■ Reading text ■
================

Armed with reports they say document the lack of real health plan choice, several hundred protesters plan to demonstrate their case for a competitive, public plan this week as 1,200 health officials gather for America's Health Insurance Plan convention in San Diego.
"We want the insurance companies to support and allow our government to create a public health insurance option," says Mari Lopez, health policy specialist for the California Partnership, a statewide group that fights poverty. The partnership, several labor union groups, and single payer advocacy organizations plan to join in the demonstrations outside the San Diego Convention Center.
Lopez insists that the group does not oppose health plans per se.
"But we don't want those health plans to obstruct the creation of an affordable public plan. There needs to be something for the public that's similar to Medicare. They need to support this, or get out of the way," she says.
The groups are referring to claims by many health plan industry representatives that the health plan market remains competitive throughout the country.
But a report released late last month by Health Care for America Now! documents that in 12 of 43 states surveyed, one health insurance company controls at least two-thirds of the healthcare market. In another 12 states, one health insurance company has 50% or more of the healthcare market.

================

In the article on the health plan protest, in how many of the 43 states surveyed does one health insurance company control at least two-thirds of the healthcare market?

================

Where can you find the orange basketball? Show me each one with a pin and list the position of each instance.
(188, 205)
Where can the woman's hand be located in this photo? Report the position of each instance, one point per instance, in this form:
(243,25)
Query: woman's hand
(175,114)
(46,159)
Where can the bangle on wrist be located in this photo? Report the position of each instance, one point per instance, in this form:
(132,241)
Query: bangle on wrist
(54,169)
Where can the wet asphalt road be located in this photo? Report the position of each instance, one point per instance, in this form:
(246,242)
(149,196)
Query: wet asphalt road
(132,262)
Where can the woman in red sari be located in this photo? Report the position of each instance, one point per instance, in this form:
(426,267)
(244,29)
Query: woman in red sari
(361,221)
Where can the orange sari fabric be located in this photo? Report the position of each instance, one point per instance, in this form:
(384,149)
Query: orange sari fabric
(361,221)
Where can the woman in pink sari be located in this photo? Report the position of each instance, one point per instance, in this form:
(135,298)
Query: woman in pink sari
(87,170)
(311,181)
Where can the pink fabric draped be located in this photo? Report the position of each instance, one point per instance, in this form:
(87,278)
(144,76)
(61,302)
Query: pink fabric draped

================

■ Output for this task ■
12 states